[PROBLEM TO SOLVE] For each record here, output an exact copy.

[Stored dataset items]

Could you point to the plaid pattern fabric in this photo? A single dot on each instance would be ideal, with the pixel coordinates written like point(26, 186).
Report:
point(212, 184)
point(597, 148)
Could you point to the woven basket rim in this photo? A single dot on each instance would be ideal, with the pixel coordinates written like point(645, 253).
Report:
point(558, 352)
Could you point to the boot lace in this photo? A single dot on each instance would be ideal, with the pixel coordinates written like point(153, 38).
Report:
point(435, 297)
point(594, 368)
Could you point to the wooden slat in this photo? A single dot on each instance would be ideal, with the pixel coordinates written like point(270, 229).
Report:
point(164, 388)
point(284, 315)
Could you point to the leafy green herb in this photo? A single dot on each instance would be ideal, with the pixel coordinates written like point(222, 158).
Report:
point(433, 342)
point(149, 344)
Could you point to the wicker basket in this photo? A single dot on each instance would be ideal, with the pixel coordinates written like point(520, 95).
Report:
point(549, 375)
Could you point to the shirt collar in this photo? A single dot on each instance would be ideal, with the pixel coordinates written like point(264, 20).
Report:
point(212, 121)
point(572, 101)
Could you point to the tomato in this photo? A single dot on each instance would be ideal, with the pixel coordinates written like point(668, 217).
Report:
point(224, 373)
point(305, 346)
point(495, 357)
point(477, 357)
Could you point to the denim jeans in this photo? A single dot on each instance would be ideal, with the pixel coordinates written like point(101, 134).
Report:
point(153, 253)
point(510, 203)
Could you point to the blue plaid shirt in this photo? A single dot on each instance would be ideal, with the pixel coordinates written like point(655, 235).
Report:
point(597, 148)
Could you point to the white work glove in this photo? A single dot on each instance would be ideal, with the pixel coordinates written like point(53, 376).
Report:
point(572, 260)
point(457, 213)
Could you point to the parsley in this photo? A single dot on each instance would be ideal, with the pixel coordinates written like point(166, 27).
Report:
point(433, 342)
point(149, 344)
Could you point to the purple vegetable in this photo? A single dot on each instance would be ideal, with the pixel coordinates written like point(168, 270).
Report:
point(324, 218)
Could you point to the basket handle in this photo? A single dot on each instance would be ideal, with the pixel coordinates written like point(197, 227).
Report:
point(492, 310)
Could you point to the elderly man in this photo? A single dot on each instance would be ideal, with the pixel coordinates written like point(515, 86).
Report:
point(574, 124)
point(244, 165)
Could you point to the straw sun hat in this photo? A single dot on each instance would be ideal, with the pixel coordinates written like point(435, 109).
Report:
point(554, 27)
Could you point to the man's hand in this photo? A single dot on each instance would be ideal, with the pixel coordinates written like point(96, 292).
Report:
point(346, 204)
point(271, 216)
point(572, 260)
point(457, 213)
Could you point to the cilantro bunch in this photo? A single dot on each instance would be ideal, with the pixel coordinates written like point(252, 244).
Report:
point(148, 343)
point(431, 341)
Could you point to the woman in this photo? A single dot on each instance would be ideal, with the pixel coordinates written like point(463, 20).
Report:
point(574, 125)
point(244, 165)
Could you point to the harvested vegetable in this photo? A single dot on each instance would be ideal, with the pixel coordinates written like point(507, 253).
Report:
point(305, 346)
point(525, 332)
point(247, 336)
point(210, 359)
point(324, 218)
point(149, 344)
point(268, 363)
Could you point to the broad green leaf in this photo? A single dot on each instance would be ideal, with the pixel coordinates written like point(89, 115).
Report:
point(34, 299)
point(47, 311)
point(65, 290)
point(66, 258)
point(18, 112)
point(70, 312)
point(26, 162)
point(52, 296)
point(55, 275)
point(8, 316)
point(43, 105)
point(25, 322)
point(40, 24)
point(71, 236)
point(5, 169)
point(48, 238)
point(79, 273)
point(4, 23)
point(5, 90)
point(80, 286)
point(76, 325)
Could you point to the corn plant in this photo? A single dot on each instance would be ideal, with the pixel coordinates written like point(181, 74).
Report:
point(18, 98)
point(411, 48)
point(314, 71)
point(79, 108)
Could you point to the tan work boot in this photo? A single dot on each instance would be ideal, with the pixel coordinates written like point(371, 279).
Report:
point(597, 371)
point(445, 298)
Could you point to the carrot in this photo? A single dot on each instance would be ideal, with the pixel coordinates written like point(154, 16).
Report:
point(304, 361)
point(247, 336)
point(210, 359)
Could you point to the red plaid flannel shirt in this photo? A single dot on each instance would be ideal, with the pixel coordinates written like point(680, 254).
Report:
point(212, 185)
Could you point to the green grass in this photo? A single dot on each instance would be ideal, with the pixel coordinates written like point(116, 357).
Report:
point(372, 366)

[OUTPUT BELOW]
Could you point to the plaid pattern fabric in this photo? A single dot on each instance would be ideal, with the pixel coordinates written like point(26, 186).
Report:
point(212, 184)
point(597, 148)
Could you point to the woven basket rim in this photo? A single dot on each instance would be ideal, with the pixel coordinates written like point(645, 253).
Report:
point(558, 352)
Could you point to the boot lace in this photo? A single dot on each instance would be ideal, with the pixel coordinates written like point(153, 38).
Report:
point(435, 297)
point(594, 368)
Could you point to the wooden slat in this photo? A single dot on each instance would be ideal, with the pixel coordinates written like point(270, 229).
Report:
point(164, 388)
point(284, 315)
Could you point to the leafy green herb in this photo? A single dot on each instance would be ideal, with the pixel coordinates written like point(222, 158).
Report:
point(433, 342)
point(149, 344)
Could you point to the wicker basket in this photo? A single dot on each instance would be ideal, with the pixel coordinates written like point(520, 95).
Report:
point(549, 375)
Could you point to the shirt collar in this photo? A single dot on each instance would be ideal, with the pixel coordinates written like point(264, 20).
Report:
point(212, 121)
point(572, 101)
Could you point to the tomato in this photo? A single dot on each instance would be ideal, with the pixel coordinates written like point(668, 217).
Report:
point(224, 373)
point(305, 346)
point(495, 357)
point(477, 357)
Could you point to the denim jeans in this photo? A single dot on each instance would be ideal, with the pixel coordinates written like point(101, 134).
Report:
point(153, 253)
point(510, 203)
Could you point to the blue plaid shirt in this photo? A single dot on each instance would be ideal, with the pixel coordinates written like point(655, 235).
Report:
point(597, 148)
Could you point to the white work glove in this photo? A single dot on each instance would be ideal, with the pixel coordinates written like point(53, 376).
Report:
point(572, 260)
point(457, 213)
Could you point to the parsley in this photo? A single dot on each instance would be ideal, with the pixel coordinates written like point(166, 27).
Report:
point(433, 342)
point(149, 344)
Could you point to the purple vegetable in this photo? A single dot on each instance would be ideal, with the pixel coordinates written like point(168, 270).
Report:
point(324, 218)
Could you point to the basket handle in this photo? A single dot on each instance would be ideal, with the pixel coordinates written like point(197, 227).
Report:
point(492, 310)
Could you point to the elderly man in this photo? A single dot on each instance would be ideal, with the pixel coordinates written like point(515, 86).
Report:
point(574, 124)
point(244, 165)
Could you point to the straw sun hat in this photo? A single dot on each instance would be ideal, with the pixel coordinates written like point(435, 109).
Report:
point(554, 27)
Could you point to the man's hand in this photo? A single dot on each instance would be ideal, with the pixel coordinates written like point(96, 292).
Report:
point(346, 204)
point(271, 216)
point(572, 260)
point(457, 213)
Could you point to the cilantro bunch in this photo? A single dot on each instance would be ideal, with the pixel coordinates written like point(252, 244).
Report:
point(148, 343)
point(431, 341)
Could you point to the woman in this photo? A single dot on each instance would be ideal, with the pixel coordinates written like point(463, 20).
Report:
point(574, 125)
point(244, 165)
Could you point to the harvested vegetable in this photo? A single dot on each instance would be ideal, with the pixel coordinates written like point(507, 253).
Report:
point(305, 346)
point(525, 332)
point(247, 336)
point(210, 359)
point(324, 218)
point(149, 344)
point(268, 363)
Could you point to the broad green leaf in this photo? A single dot on each instance would be ideal, with the pixel coordinates written like point(89, 115).
Report:
point(34, 299)
point(47, 311)
point(65, 290)
point(66, 258)
point(18, 112)
point(70, 312)
point(26, 162)
point(52, 296)
point(55, 275)
point(8, 316)
point(43, 105)
point(25, 322)
point(40, 24)
point(71, 236)
point(5, 169)
point(48, 238)
point(79, 273)
point(4, 23)
point(5, 90)
point(80, 286)
point(76, 325)
Could you point to the corn plant in this photo? A single dot on each instance would be ideal, with the pixel coordinates written like point(181, 74).
Report:
point(18, 98)
point(411, 48)
point(314, 71)
point(79, 108)
Could you point to the tan work boot in this photo? A single dot on each instance would be ideal, with the pixel coordinates written like point(371, 279).
Report:
point(597, 371)
point(445, 298)
Could you point to the carrot in this photo? A single dot on each instance would be ideal, with the pixel coordinates written like point(154, 16).
Report:
point(304, 361)
point(247, 336)
point(210, 359)
Could you point to the red plaid flannel shirt in this photo? A single dot on each instance would be ideal, with the pixel coordinates written like point(680, 254).
Report:
point(212, 185)
Could you point to the green grass in this photo? A single dot on each instance would be ideal, with the pixel coordinates written like point(116, 357).
Report:
point(372, 366)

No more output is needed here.